_Texto del ejercicio_
================================
Algunas están acompañadas por sus parejas, otras llevan a un pequeño como trofeo que muestran al equipo que lo hizo posible. La mayoría acude sola. En medio del hartazgo se atajan retazos de conversaciones telefónicas: «quería quedar embarazada pero esto de tener trillizos es embarazoso»; «si cuesta tanto conseguir champú, no sé cómo voy a hacer con los pañales, aunque ya tenemos guardados cincuenta paquetes de distintos tamaños, tú sabes, por si acaso el país no se arregla de aquí a unos meses»; «mi esposo me pregunta a cada rato que cómo sabremos si mis óvulos son de calidad»; «Pilar, la de Joseíto, esa se va a Cuba a raspar la tarjeta, tiene un amigo en el banco y le arregló todo»; «hoy por fin sabré si son hembra y varón, dos hembras, dos varones».

(…)

Tras diez años con el mismo ginecólogo, conozco la dinámica. Por eso llevo equipaje de campamento: grueso chal, agua, chocolate, cargador para el teléfono y varios libros. En medio de la voluntaria detención juro que buscaré un consultorio estrictamente dedicado a exámenes de rutina. Pero un año después me pillo en el mismo soliloquio. Soy fiel hasta con el peluquero.

Una vez se abren las puertas y la enfermera me llama, no acaba el calvario. Viene desvestirse, la pregunta sobre cuándo fue la última menstruación y la balanza que contabiliza añosos males. Ya de piernas abiertas —con taquicardia en los poros— hay otra espera. Puede ser breve, pero también muy larga. Por fortuna el ventanal deja ver el valle, la mañana amarilla que vino del Sahara. Todo el tiempo se ruega que no aparezca una paciente con contracciones. Me ha ocurrido: el doctor en la puerta y la llamada que anuncia la emergencia. Venga vestirse, volver a la sala de espera, rechinar los dientes, esperar, ver un repetidísimo capítulo de Friends.
================================
_Datos de origen_

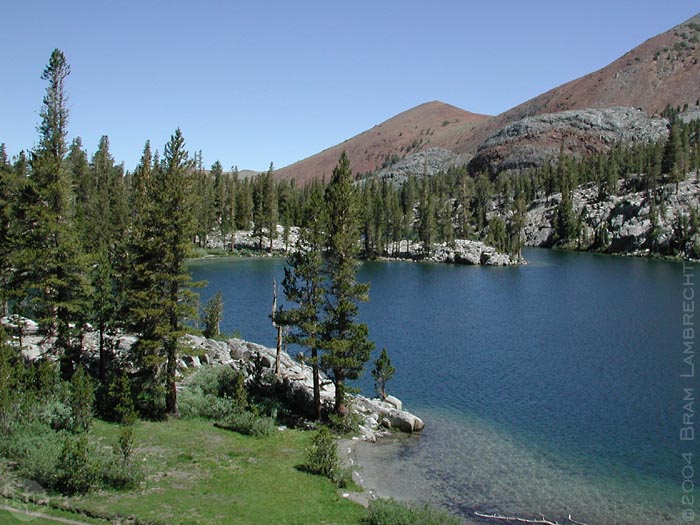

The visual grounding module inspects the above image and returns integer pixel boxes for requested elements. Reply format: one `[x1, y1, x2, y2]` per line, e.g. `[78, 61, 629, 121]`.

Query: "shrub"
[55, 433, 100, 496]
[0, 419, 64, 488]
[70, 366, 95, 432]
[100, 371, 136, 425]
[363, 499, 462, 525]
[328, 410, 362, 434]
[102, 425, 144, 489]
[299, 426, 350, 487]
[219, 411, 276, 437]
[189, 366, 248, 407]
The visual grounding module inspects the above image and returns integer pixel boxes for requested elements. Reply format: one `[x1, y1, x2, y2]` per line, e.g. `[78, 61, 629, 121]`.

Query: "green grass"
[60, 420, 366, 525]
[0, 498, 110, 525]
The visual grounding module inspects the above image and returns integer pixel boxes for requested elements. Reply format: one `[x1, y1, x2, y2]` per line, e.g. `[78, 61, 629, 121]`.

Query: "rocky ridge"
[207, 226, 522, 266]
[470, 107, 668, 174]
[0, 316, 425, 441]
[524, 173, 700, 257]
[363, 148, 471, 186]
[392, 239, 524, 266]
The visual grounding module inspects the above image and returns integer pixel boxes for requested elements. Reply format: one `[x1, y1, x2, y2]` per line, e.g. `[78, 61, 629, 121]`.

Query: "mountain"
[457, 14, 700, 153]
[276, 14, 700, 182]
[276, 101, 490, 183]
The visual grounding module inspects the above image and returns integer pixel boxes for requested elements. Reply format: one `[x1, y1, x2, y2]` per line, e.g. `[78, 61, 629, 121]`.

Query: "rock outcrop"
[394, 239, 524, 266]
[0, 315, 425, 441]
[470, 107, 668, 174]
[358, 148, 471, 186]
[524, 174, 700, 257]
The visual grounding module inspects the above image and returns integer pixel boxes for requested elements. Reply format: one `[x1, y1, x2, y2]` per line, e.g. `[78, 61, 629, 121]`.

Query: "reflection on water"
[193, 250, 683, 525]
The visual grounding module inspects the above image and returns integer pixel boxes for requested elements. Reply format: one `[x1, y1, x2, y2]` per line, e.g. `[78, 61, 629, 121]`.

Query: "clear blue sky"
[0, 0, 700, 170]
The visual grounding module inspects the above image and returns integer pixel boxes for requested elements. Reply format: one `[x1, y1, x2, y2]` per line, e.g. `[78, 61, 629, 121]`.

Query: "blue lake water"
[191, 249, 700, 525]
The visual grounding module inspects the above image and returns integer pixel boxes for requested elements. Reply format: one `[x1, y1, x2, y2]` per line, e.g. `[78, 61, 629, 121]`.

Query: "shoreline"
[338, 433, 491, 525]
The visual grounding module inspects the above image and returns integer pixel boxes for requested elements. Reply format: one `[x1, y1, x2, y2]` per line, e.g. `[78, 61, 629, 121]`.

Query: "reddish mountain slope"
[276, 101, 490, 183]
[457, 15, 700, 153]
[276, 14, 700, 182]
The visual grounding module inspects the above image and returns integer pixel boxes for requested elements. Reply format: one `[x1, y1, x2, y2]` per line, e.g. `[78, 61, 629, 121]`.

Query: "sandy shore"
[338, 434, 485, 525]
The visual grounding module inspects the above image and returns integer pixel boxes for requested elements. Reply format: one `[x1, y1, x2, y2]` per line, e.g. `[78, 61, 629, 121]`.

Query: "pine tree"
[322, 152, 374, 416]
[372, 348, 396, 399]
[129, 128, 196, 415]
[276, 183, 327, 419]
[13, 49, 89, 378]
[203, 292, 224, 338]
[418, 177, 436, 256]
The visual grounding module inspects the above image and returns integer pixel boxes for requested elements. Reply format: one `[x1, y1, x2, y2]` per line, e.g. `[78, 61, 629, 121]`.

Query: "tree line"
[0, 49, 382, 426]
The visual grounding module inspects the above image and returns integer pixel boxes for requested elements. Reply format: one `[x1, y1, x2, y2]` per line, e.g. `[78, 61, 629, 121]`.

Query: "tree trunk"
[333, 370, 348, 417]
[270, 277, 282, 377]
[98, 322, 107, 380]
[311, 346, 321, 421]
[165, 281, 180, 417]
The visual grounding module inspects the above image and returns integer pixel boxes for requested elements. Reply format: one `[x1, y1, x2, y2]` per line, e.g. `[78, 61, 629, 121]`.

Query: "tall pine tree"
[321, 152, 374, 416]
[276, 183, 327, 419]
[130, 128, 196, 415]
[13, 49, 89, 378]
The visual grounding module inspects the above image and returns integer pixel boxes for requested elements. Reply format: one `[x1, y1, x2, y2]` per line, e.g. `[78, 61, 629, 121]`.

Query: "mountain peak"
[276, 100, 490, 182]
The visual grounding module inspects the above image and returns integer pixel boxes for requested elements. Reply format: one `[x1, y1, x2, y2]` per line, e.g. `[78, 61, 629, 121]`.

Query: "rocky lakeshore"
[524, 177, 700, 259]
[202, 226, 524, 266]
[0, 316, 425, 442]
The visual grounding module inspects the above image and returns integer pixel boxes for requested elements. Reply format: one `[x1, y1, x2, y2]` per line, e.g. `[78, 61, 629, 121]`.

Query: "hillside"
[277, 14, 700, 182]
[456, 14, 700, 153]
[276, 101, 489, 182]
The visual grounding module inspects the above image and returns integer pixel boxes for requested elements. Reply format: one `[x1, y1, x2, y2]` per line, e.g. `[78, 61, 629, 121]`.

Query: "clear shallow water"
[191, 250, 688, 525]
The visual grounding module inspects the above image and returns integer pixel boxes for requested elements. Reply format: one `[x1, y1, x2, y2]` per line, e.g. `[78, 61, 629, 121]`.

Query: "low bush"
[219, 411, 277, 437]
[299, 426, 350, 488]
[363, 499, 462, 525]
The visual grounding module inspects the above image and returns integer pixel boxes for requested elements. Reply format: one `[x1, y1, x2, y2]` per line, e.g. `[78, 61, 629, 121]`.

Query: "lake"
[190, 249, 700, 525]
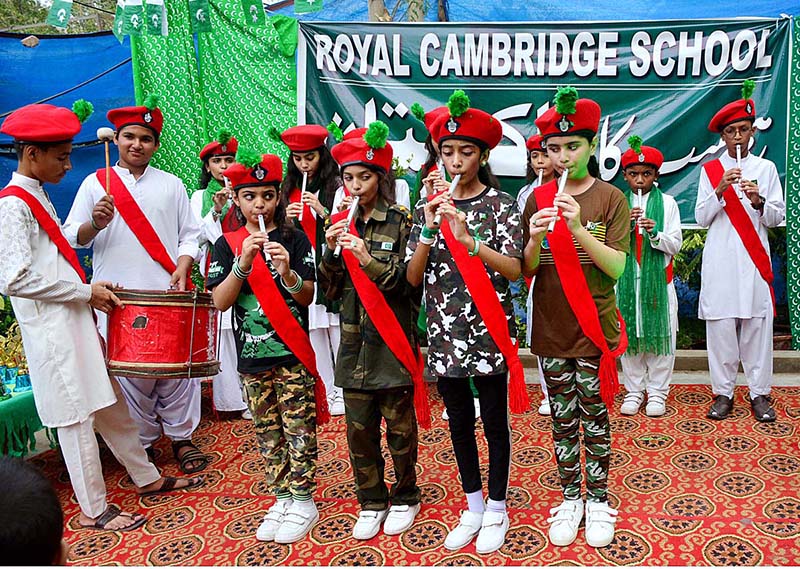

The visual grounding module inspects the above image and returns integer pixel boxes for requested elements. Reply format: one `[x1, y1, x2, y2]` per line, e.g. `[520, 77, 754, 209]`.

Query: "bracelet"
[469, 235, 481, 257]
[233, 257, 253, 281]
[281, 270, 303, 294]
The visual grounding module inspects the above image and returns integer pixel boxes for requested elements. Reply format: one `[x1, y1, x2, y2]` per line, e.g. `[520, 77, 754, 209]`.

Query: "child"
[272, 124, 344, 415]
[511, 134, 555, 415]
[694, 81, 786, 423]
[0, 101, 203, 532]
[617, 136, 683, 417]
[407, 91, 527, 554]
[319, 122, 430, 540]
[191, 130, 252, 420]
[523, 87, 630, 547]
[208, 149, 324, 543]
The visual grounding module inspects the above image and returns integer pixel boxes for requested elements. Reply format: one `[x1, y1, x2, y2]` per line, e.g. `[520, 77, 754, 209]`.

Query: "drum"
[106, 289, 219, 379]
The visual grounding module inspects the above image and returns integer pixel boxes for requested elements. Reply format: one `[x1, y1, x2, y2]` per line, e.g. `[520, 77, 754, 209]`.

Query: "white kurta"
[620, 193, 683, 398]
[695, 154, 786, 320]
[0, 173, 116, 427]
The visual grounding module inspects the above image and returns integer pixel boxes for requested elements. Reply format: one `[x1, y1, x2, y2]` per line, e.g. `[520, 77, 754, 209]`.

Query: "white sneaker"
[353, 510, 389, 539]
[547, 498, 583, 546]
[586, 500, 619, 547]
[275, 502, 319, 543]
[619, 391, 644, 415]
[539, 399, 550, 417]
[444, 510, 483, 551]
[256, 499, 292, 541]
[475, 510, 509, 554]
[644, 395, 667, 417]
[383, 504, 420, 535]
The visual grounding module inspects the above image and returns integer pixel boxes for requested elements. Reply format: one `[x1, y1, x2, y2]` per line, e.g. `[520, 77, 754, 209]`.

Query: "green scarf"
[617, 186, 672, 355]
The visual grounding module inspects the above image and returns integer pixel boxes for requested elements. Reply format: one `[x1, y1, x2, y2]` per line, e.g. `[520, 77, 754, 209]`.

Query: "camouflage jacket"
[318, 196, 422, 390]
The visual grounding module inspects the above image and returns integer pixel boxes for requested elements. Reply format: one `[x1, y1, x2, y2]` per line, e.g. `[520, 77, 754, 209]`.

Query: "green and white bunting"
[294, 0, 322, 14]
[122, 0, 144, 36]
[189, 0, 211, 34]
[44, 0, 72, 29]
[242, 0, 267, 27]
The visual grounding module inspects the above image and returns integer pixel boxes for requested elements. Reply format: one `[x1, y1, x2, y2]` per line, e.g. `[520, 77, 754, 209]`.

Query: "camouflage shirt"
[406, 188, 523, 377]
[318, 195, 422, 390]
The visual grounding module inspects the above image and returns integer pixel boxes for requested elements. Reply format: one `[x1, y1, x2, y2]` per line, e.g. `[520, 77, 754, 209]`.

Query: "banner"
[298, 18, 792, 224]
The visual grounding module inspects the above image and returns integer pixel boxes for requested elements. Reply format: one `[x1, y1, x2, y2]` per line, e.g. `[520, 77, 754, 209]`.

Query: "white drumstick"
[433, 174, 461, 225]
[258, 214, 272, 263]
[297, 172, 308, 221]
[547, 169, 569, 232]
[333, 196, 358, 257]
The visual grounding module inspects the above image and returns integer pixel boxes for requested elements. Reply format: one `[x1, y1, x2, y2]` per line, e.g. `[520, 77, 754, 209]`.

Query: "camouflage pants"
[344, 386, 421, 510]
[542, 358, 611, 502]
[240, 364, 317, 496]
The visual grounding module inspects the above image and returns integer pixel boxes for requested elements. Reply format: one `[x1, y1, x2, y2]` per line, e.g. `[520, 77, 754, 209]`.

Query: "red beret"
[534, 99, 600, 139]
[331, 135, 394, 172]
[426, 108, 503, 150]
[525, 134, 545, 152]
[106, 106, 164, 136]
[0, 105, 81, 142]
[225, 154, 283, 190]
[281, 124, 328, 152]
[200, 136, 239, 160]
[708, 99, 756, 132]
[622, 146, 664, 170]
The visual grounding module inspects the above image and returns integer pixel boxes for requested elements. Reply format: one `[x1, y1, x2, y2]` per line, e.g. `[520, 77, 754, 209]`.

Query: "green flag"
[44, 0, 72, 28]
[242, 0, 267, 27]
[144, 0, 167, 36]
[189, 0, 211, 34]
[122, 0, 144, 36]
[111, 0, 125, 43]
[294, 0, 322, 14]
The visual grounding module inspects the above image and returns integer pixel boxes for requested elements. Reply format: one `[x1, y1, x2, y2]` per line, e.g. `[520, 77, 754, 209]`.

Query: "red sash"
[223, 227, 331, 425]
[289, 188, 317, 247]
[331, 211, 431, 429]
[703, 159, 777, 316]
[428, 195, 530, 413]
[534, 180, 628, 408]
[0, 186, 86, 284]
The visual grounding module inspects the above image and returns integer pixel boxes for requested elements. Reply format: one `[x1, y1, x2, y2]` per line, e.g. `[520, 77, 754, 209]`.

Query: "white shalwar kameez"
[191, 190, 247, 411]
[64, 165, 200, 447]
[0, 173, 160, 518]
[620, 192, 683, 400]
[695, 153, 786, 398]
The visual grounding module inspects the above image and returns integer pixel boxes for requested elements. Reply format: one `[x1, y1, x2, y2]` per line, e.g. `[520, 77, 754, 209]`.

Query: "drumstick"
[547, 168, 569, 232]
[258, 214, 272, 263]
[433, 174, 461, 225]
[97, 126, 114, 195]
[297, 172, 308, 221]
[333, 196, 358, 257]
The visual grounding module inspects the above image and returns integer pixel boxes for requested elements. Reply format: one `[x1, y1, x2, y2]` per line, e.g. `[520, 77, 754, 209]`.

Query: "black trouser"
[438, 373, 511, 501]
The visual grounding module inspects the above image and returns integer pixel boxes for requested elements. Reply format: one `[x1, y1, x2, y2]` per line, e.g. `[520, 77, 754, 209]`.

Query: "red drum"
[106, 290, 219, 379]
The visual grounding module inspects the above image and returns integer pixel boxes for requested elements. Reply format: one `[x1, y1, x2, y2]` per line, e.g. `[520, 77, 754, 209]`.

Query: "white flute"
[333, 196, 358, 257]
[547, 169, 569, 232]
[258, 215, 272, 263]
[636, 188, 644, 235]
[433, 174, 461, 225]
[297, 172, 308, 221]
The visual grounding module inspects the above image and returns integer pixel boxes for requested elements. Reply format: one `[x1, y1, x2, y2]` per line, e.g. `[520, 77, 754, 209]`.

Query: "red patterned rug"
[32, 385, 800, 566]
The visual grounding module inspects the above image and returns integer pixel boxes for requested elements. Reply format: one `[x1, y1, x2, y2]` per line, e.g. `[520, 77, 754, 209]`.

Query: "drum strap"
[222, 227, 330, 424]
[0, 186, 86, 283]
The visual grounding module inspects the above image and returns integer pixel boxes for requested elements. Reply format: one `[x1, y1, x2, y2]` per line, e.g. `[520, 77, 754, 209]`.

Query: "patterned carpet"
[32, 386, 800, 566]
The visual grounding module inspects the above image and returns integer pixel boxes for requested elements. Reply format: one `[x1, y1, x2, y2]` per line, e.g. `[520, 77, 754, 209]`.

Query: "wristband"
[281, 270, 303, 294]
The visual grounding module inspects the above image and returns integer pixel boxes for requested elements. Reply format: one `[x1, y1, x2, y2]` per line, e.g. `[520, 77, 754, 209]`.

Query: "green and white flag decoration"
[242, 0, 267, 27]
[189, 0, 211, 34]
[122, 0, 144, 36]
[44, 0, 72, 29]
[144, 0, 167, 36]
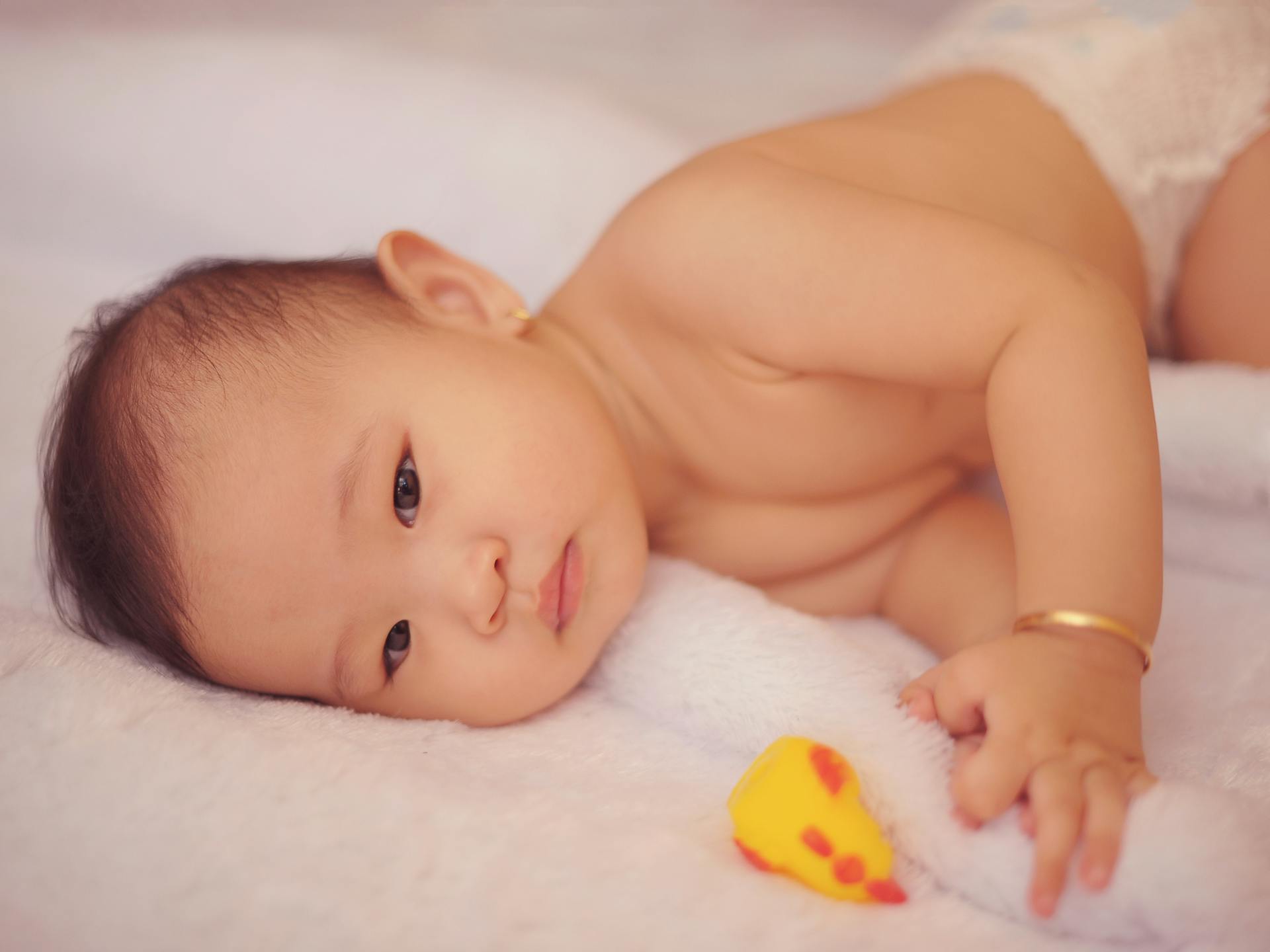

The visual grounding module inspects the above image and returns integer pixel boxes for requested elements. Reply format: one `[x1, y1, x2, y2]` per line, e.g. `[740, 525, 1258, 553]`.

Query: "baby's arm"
================================
_Enunciado 1_
Enumera todo lo que el texto sobre la consulta del ginecólogo incluye en el «equipaje de campamento».
_Enunciado 2_
Según el texto sobre la consulta del ginecólogo, ¿cuánto tiempo lleva quien narra con el mismo ginecólogo?
_Enunciado 3_
Cita del texto sobre la consulta del ginecólogo el fragmento comprendido entre «Tras diez años» y «con el peluquero.», ambos incluidos.
Los registros no tienen ningún papel aquí.

_Respuesta final 1_
Grueso chal, agua, chocolate, cargador para el teléfono y varios libros.

_Respuesta final 2_
Diez años.

_Respuesta final 3_
Tras diez años con el mismo ginecólogo, conozco la dinámica. Por eso llevo equipaje de campamento: grueso chal, agua, chocolate, cargador para el teléfono y varios libros. En medio de la voluntaria detención juro que buscaré un consultorio estrictamente dedicado a exámenes de rutina. Pero un año después me pillo en el mismo soliloquio. Soy fiel hasta con el peluquero.